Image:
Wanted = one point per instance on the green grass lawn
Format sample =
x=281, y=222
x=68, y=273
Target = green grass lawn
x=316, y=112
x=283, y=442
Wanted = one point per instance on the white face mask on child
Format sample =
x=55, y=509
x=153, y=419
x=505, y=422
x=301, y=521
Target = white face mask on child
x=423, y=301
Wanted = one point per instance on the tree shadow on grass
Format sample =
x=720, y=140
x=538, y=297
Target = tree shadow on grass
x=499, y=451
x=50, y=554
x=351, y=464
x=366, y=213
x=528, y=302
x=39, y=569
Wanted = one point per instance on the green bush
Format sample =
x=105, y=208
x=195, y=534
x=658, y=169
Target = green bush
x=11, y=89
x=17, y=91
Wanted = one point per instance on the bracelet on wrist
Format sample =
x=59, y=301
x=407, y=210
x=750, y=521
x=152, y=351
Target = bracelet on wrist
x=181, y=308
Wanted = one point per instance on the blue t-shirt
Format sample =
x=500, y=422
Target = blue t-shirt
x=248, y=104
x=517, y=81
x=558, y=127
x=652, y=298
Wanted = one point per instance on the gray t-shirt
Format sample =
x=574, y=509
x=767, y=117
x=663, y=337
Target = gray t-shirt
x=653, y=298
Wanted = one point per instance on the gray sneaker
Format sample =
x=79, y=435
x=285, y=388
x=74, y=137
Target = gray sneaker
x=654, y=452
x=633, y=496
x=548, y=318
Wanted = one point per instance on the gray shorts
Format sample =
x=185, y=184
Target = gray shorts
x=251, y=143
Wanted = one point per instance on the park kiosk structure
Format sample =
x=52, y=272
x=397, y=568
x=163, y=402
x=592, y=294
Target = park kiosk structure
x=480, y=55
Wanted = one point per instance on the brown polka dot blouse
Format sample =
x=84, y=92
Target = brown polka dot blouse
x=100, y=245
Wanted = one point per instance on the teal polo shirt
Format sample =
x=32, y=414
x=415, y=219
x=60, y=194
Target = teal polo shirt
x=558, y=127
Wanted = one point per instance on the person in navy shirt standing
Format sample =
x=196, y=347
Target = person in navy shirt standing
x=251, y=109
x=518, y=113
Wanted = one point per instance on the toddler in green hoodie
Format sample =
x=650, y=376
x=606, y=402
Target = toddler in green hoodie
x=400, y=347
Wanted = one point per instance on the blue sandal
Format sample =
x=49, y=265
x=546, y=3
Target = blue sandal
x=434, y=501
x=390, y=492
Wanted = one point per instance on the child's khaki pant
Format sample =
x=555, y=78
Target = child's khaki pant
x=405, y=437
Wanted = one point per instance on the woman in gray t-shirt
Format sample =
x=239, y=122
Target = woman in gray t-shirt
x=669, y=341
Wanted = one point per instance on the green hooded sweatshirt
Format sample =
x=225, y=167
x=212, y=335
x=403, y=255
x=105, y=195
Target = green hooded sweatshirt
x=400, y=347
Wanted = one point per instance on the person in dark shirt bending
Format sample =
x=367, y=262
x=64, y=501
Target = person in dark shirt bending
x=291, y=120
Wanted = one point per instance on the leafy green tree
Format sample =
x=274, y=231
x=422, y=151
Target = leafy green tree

**Objective:** Print every line of the data unchanged, starting with the line that contains "Wanted = one point per instance on the green hooded" and going on through the last line, with both of those lines included.

**Problem solution:**
Wanted = one point per instance on the green hooded sweatshirt
Format sample =
x=225, y=167
x=212, y=335
x=403, y=255
x=105, y=195
Target = green hooded sweatshirt
x=400, y=347
Wanted = one point per instance on the person in dark shirt bending
Format sample =
x=367, y=262
x=64, y=501
Target = person in dark shirt bending
x=291, y=120
Wanted = one point per instance on the leafy green tree
Format sample =
x=274, y=231
x=422, y=151
Target = leafy green tree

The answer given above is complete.